─── SOURCE DATA ───
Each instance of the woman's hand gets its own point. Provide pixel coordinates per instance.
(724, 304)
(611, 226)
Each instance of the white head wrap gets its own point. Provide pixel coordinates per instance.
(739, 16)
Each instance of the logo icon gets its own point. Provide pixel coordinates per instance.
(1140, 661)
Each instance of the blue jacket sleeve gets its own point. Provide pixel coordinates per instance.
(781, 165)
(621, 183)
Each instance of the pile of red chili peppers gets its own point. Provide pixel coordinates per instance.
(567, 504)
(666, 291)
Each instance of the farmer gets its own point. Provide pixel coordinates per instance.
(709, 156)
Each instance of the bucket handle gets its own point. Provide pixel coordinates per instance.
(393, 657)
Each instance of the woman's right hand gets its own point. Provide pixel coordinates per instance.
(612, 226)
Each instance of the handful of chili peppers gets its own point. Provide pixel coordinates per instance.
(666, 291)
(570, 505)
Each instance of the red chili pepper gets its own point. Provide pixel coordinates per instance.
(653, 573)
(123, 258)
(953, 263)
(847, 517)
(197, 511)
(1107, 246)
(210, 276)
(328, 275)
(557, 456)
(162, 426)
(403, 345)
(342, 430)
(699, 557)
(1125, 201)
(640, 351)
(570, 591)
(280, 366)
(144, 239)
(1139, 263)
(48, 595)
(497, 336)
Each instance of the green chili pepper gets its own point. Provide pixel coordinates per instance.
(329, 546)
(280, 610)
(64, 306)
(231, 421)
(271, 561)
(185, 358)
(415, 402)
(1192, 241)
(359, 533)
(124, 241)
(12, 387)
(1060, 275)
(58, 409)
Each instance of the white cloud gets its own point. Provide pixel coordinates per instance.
───
- [TASK DESCRIPTION] Return every line of the listing above unchanged and in its original order.

- [RESULT]
Each instance of the woman's hand gets its own point. Provide pixel coordinates per instance.
(724, 304)
(611, 226)
Each instance of the white head wrap gets its own point. Provide pixel coordinates per instance.
(739, 16)
Each instance of the logo icon gets its own point. Provide pixel coordinates per instance.
(1140, 661)
Each instance of the blue jacket sleeve gets its own point. Provide pixel coordinates per instance.
(781, 165)
(621, 183)
Each instance of the pile of red chili peppers gets its own point. Provide pixel coordinates per instance.
(567, 504)
(666, 291)
Each instance of the farmer gets its own point. Provide pixel coordinates per instance.
(709, 156)
Each instance of the bucket handle gets its own point. Provide pixel coordinates per instance.
(393, 657)
Each instance of the woman's right hand gets its own point. Provide pixel coordinates per instance.
(612, 226)
Each instance of the handful of chili peppers gets its own point. Provide pixel coordinates per instance.
(666, 291)
(570, 505)
Each instance of the red chili pepper gets its own point. Provide pixel coordinates per instance.
(653, 573)
(123, 258)
(953, 263)
(847, 517)
(197, 511)
(1107, 246)
(210, 276)
(328, 275)
(557, 456)
(162, 426)
(403, 345)
(342, 430)
(699, 557)
(1125, 201)
(640, 351)
(570, 591)
(280, 366)
(144, 239)
(1139, 263)
(48, 595)
(497, 336)
Each instance of the green chili pepper gets its own point. Provide pixel coordinates per instance.
(329, 546)
(280, 610)
(64, 306)
(231, 421)
(271, 561)
(185, 358)
(415, 402)
(1192, 241)
(359, 533)
(124, 241)
(12, 387)
(1060, 275)
(58, 409)
Each instance of the white cloud gets its own point. Provide pixel coordinates per instance.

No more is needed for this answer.